#### [Apply what you read]
A. List every person the passage about Veterans Affairs policy names.
B. Resume the passage about Veterans Affairs policy after its last sentence.

#### [Passage]

▼

In his letter, Kerry also called for the resignation of Laura J. Miller, a deputy undersecretary for health for operations and management, who is carrying out Bush’s draconian VA policy. But Veterans Affairs Secretary Anthony J. Principi said he directed Miller to send the memo, and he rejected Kerry’s call for Miller’s resignation.

When Principi was confirmed as Secretary by a unanimous vote of the Senate, he had said about veterans: “America now reaps the fruit of the service of 24 million veterans. However, their service imposes upon us a reciprocal obligation. The president-elect has charged me with the mission of transforming that obligation into the benefits and services earned by generations of veterans. I am proud to respond to that call, just as those veterans responded when their country called upon them.”

Defending his response to Kerry, Principi said, “We have a serious situation in the VA, and I think it is irresponsible to strongly recruit for new enrollees when we cannot meet the expectations and the needs for the people currently enrolled…. To me it would just be irresponsible and lead to unfulfilled expectations.”

▲

#### [Supplied material]
▼

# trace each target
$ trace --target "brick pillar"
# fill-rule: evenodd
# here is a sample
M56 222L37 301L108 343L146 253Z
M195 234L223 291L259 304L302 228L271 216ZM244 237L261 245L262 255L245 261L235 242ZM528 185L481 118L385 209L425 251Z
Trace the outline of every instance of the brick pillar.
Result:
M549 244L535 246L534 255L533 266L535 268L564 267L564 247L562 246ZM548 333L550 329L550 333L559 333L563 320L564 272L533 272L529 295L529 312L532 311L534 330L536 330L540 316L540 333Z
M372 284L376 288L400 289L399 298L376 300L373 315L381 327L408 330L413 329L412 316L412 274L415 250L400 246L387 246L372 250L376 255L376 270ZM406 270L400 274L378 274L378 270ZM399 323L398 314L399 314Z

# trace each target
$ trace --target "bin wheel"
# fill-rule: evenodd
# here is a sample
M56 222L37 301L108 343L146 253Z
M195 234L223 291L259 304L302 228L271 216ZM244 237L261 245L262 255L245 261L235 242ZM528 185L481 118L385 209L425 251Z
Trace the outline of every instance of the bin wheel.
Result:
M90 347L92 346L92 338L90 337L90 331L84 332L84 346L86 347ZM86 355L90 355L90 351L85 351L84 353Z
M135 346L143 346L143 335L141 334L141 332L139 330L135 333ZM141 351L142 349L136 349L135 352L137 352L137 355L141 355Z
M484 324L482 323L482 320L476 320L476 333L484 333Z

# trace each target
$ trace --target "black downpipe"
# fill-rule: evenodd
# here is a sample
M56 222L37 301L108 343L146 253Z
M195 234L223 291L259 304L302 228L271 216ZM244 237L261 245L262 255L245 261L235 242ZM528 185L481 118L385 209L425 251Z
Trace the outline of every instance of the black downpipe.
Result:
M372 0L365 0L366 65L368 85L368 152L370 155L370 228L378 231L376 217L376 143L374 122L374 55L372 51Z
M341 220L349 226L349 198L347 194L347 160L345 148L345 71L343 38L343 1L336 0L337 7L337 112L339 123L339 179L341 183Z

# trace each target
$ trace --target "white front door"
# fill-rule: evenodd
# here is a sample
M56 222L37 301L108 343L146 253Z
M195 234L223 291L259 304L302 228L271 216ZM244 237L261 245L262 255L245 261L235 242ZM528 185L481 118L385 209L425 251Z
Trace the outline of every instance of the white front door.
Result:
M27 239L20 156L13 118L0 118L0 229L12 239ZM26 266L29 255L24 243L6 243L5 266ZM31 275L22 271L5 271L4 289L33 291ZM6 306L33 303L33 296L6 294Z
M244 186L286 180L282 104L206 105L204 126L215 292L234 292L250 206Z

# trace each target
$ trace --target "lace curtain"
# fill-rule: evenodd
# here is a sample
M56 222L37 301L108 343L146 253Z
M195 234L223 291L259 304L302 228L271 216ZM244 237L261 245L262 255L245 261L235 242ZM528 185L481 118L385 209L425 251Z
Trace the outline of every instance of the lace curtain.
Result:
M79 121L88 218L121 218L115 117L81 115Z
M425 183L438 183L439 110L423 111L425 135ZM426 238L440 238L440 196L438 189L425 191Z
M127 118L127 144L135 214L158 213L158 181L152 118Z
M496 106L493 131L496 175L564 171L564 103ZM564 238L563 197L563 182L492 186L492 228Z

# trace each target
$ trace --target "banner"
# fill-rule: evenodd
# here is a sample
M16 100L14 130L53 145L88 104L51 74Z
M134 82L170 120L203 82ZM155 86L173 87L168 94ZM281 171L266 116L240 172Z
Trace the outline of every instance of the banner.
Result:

▲

#### [Exercise answers]
A. Kerry, Laura J. Miller, Bush, Anthony J. Principi

B.
According to an August 1, 2002 report in the Boston Globe, Kerry told his Senate colleagues: ”I hope the administration is going to keep America’s promise to our veterans…. It’s almost so obvious that it should go without saying, but I hope that this [Bush’s VA policy] is going to be reversed immediately.”

In Miller’s memo, which Veterans Administration officials leaked to Kerry and The Recorder of Greenfield, Massachusetts, the deputy undersecretary highlighted the growing strains on the VA. Miller said the department has received “very conservative budget guidance for 2004,” and is risking its goal of a maximum 30-day wait for veterans’ services.

We’re in a time of war, Ralph Cooper, executive director of the Veterans Benefits Clearinghouse in Boston, said. What kind of message are you sending to combatants with a memo like [Miller’s]?

Last month, as part of a $5.1 billion budget package, Congress included $275 million for veterans’ medical care that would have helped to cover VA expenses. President Bush, however, labels the bill loaded with pork that he will reject. According to the Washington Post, Bush is rejecting the $5.1 billion Congressional authorization (including the $275 million earmarked for veterans’ care) to teach lawmakers a lesson about what he considers overspending. Bush did sign, however, a $28.9 billion bill for supplementing homeland security and defense funds.

According to Tom Materazzo, an Army veteran of World War II and commissioner of Veteran Services for Boston, “If you said publicly to America that we’re trying to ration veterans’ services — and what else is it? — no one would like how that sounds. The cure is to provide the money.”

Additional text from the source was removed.